[Saved entries]
------------------------------------------------------------------------

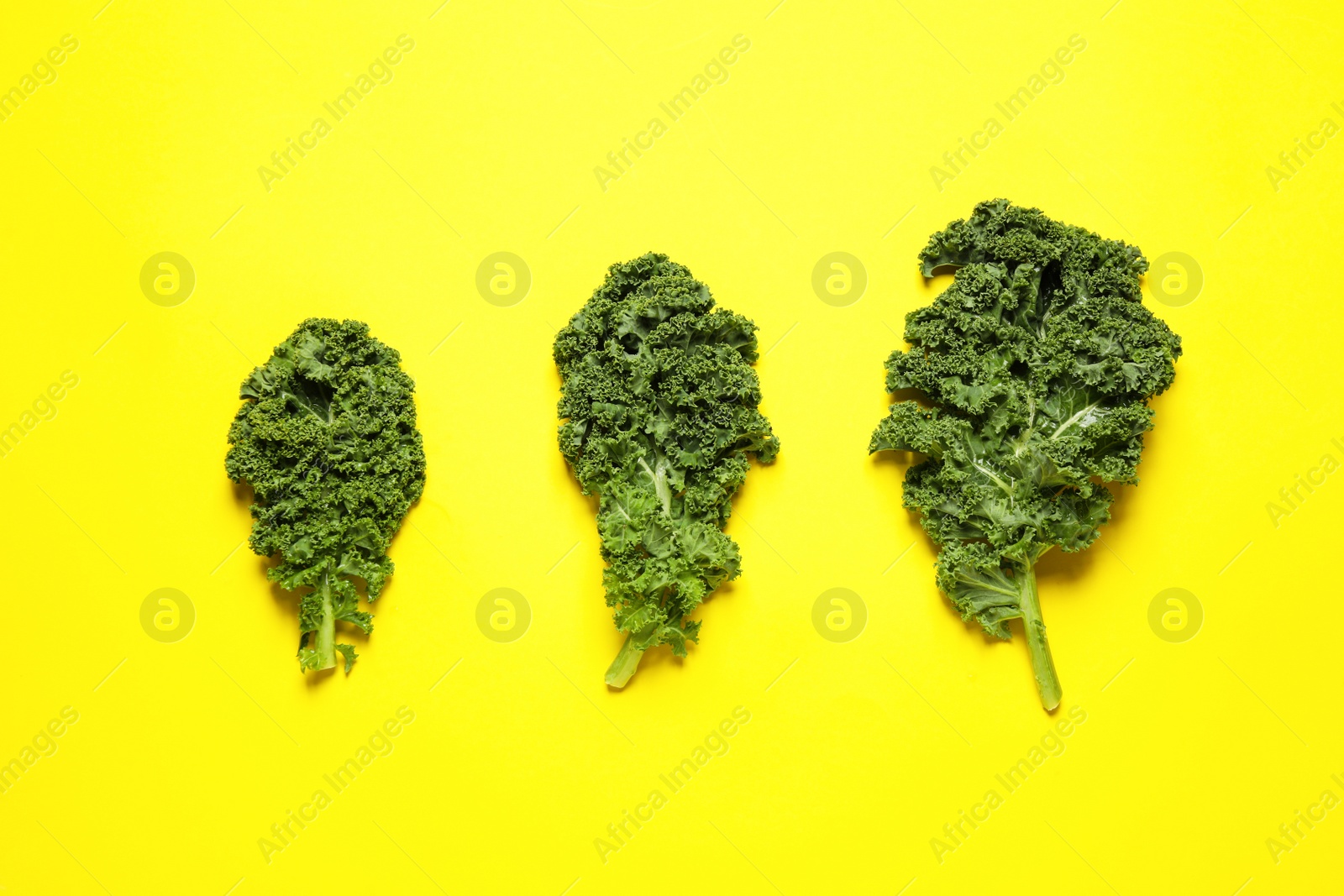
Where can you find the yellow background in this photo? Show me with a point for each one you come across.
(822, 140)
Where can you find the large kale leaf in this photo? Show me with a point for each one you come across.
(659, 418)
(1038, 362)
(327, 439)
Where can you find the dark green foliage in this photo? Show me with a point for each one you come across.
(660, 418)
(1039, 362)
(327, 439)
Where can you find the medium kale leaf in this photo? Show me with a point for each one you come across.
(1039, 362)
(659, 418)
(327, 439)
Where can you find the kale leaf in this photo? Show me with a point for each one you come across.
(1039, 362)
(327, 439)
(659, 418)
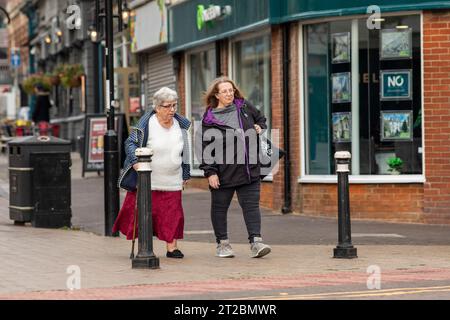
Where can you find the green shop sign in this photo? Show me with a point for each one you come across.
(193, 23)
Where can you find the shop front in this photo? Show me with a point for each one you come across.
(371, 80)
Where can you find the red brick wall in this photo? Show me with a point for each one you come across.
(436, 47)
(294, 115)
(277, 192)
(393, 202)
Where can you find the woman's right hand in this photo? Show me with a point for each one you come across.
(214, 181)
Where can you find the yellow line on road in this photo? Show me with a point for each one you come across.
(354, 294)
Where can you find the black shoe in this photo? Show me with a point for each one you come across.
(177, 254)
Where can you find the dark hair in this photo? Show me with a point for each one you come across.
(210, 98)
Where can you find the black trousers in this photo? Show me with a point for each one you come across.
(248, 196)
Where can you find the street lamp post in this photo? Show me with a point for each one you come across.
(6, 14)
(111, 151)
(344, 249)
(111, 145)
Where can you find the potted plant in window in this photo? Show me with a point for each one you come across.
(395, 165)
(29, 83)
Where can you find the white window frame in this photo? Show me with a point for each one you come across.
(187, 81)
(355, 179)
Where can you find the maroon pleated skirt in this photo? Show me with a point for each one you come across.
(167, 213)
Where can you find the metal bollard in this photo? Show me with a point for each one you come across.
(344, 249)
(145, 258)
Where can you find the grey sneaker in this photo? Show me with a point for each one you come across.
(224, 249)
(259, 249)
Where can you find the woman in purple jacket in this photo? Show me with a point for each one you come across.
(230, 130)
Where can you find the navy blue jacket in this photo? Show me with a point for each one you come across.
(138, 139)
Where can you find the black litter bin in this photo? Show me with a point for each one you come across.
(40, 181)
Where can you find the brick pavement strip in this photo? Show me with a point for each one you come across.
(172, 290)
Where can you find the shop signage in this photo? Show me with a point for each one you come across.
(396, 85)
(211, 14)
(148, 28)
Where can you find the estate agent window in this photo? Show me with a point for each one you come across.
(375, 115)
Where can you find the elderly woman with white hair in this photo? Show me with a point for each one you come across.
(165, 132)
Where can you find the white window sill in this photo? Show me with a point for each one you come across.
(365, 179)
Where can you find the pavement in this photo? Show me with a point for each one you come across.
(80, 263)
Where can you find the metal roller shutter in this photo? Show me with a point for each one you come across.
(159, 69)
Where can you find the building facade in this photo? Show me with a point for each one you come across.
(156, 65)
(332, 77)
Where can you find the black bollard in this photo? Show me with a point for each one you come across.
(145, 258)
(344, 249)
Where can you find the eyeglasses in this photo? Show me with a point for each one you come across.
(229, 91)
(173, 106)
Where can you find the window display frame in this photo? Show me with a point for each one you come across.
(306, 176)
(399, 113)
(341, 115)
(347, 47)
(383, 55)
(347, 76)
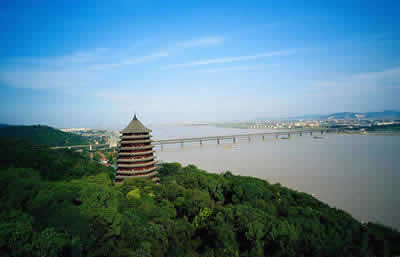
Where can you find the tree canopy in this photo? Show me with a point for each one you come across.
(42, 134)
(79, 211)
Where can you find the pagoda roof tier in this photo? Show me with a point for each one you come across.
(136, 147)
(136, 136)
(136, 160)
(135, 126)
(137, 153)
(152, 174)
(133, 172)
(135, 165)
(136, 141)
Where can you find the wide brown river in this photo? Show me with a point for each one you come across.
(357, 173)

------------------------------------------------------------------------

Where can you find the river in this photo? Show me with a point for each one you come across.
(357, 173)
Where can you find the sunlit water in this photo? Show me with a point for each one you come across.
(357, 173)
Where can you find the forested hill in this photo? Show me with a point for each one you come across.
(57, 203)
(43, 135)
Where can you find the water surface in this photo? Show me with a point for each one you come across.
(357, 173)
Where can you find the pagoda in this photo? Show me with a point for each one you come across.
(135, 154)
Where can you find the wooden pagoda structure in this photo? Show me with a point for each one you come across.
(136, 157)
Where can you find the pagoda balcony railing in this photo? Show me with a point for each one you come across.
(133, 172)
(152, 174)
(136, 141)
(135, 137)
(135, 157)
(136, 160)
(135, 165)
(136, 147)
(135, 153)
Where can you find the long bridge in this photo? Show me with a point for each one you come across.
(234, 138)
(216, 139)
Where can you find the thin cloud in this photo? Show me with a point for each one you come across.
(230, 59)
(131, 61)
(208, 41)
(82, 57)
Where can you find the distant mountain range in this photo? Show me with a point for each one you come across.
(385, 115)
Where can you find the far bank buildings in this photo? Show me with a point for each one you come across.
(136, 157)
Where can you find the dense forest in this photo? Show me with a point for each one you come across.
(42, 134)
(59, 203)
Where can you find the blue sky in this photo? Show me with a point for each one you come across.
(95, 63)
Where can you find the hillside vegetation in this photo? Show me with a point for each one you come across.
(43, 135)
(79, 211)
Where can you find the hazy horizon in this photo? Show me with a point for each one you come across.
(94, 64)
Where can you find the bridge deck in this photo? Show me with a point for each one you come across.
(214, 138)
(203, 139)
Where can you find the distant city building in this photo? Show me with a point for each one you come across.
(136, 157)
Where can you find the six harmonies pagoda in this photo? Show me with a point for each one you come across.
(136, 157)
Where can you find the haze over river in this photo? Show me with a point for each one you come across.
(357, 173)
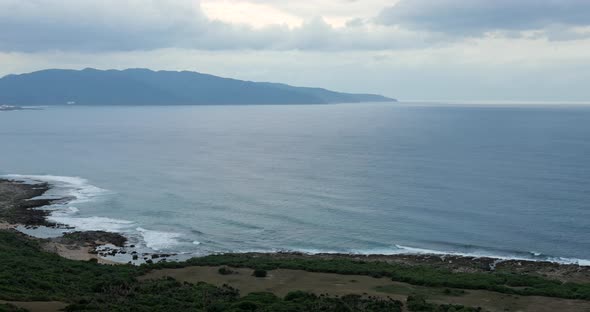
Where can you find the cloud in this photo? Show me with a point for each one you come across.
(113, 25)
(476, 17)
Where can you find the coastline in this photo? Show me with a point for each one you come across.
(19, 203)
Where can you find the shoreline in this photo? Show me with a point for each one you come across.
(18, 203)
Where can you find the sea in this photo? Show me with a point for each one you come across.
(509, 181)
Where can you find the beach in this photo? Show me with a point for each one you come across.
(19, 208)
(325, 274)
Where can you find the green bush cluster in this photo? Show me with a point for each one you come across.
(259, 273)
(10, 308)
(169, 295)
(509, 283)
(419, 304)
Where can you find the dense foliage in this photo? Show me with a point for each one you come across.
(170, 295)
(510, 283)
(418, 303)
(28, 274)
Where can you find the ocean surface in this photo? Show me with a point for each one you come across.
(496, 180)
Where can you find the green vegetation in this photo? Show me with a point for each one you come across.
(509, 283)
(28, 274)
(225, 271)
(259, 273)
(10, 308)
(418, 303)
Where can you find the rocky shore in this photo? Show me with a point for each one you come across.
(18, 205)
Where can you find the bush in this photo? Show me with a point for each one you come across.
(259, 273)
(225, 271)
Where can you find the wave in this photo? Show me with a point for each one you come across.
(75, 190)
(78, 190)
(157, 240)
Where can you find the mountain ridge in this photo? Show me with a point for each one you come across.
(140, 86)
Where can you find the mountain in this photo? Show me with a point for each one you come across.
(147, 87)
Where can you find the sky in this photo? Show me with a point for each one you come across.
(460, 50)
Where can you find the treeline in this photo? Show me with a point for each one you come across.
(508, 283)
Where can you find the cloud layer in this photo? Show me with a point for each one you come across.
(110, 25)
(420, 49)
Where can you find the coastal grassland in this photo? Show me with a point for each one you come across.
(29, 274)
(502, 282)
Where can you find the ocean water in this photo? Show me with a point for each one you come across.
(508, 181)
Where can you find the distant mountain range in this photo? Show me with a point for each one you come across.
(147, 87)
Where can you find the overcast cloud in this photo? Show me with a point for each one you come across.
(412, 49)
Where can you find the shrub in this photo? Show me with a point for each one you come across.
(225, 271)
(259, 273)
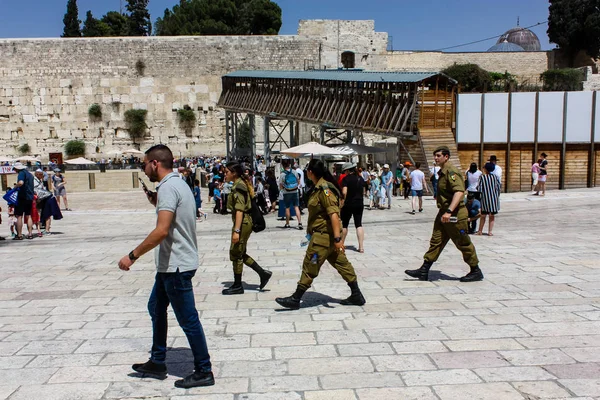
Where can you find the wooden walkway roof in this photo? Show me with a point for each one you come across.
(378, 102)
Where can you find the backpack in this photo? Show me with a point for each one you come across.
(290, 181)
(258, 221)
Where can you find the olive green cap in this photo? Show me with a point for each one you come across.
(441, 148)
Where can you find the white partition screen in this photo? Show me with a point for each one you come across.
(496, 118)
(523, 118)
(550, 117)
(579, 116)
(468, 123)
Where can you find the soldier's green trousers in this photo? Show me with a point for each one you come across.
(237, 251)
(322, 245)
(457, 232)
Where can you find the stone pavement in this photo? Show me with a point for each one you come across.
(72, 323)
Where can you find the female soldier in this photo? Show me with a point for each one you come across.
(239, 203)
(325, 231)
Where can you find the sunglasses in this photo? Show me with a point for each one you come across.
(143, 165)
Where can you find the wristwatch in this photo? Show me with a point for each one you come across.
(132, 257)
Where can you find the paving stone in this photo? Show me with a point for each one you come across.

------------------------------------------------------------------------

Exercise details
Could you write out, exactly as they stand, only the lines above that begin at the line with "Where can you find the female" and stop after the line with "Where can you find the paving"?

Answer for this exercise
Where can you find the female soldier in this photo? Show me with a point for each one you come across.
(239, 203)
(325, 231)
Where can you find the sunglasses in this photo? Show me with a point for each one you come across.
(143, 165)
Where can you find the wristwatch in this photo? Show me with a point for each one you come across.
(132, 257)
Where can you find the paving stone in this photo? Show me with a point for each one you come across.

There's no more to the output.